# [Directions]
Look through the entries below and extract exactly the lines from the one containing "Annotate the chestnut" through the one containing "<point>12,330</point>", ends included.

Dataset items
########
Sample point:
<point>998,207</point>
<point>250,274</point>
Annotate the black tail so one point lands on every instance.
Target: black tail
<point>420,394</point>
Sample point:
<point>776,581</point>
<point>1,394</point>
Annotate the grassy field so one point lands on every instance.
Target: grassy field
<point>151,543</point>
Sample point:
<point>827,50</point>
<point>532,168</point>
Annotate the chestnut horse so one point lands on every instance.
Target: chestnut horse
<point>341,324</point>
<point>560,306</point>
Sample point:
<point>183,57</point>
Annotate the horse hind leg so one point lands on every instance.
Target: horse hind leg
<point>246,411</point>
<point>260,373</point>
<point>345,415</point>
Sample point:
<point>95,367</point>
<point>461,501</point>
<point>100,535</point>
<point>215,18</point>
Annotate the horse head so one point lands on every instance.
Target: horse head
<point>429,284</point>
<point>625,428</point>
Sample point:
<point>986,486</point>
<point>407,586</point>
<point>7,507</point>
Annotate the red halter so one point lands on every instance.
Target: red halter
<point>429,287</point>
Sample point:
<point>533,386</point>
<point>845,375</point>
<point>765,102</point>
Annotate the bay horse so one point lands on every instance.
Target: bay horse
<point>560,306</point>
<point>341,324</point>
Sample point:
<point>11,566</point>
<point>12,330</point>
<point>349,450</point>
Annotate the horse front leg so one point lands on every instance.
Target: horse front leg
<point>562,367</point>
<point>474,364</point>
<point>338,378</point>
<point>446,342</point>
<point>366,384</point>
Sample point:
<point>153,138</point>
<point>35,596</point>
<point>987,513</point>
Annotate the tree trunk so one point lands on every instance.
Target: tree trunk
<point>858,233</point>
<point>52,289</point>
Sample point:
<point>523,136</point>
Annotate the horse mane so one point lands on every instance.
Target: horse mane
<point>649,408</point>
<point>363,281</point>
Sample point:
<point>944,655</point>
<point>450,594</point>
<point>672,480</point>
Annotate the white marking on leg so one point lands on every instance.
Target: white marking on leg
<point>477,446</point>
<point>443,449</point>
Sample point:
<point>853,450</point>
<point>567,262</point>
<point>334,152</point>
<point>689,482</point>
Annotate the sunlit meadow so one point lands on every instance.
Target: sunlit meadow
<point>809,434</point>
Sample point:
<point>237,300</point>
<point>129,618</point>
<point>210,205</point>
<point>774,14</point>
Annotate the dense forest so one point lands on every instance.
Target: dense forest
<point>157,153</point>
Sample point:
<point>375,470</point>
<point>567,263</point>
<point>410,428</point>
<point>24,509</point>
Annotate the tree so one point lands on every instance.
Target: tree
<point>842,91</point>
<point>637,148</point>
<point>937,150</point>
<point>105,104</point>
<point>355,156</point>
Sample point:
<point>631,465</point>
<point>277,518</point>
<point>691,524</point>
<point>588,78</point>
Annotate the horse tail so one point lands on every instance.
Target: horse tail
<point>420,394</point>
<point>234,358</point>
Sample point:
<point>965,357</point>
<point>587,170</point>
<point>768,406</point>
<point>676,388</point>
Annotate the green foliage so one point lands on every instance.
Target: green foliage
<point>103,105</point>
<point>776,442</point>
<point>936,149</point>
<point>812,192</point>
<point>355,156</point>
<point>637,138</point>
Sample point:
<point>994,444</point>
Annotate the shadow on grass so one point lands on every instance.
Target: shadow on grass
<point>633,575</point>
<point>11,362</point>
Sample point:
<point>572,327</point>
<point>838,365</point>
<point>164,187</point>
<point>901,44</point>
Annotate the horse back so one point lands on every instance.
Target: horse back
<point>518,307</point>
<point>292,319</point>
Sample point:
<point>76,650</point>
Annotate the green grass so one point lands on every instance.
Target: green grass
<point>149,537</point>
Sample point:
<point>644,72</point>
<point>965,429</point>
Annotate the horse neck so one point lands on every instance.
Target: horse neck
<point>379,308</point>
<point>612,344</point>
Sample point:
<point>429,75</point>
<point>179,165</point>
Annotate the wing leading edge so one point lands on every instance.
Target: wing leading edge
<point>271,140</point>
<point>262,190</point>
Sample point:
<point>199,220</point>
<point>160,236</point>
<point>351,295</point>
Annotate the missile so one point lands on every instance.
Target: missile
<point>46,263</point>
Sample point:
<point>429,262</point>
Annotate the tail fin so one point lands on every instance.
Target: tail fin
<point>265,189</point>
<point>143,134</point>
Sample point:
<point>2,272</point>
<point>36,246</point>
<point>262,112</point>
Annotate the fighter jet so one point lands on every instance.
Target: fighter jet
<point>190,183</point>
########
# [Solution to this task]
Annotate the chestnut horse so one point lands on every instance.
Target: chestnut horse
<point>341,324</point>
<point>560,306</point>
Sample point:
<point>183,57</point>
Annotate the horse hind leg so one point lands on every instance.
Target: horse hind leg
<point>246,411</point>
<point>260,373</point>
<point>345,415</point>
Sample point:
<point>95,367</point>
<point>461,501</point>
<point>100,535</point>
<point>215,18</point>
Annotate the horse head so one point lands on every instance.
Target: horse head
<point>429,284</point>
<point>625,428</point>
Sample point:
<point>986,486</point>
<point>407,586</point>
<point>7,507</point>
Annotate the red halter so one point lands on every instance.
Target: red halter
<point>429,287</point>
Sample point:
<point>533,386</point>
<point>845,375</point>
<point>765,102</point>
Annotate the bay horse so one point lands on every instance.
Target: bay horse
<point>560,306</point>
<point>341,324</point>
Sample point:
<point>11,566</point>
<point>12,330</point>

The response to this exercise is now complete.